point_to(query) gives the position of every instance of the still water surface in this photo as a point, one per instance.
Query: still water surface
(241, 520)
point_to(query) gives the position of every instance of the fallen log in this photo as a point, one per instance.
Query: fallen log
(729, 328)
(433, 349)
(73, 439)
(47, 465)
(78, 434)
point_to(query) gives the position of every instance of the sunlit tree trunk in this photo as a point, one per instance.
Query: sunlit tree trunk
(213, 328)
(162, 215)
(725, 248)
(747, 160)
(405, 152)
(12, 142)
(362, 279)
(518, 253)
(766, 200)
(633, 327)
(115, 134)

------------------------------------------------

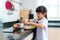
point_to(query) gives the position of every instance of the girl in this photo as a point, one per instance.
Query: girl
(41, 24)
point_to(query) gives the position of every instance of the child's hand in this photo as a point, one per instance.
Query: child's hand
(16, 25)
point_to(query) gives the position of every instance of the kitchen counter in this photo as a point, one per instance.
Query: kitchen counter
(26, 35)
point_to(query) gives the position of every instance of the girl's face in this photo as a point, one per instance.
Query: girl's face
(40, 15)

------------------------------------------------

**TASK DETAILS:**
Show, from the records above, every line that includes "this".

**ANSWER:**
point_to(query) gives the position of every instance of the still water surface in this photo as a point, one per instance.
point_to(query) gives the position of every instance of the fallen log in this photo as a point, one per instance.
point_to(query) gives the position of every instance of the sunlit tree trunk in this photo as a point, one per instance.
point_to(query) gives the position of every instance of the girl in this photo as a point, one per instance.
point_to(query) gives the position of every instance of the child's hand in this photo as a point, one per instance.
point_to(query) gives the position of every instance of the kitchen counter in this photo as a point, one per instance.
point_to(query) gives the position of every instance of the girl's face in this photo as a point, one per instance.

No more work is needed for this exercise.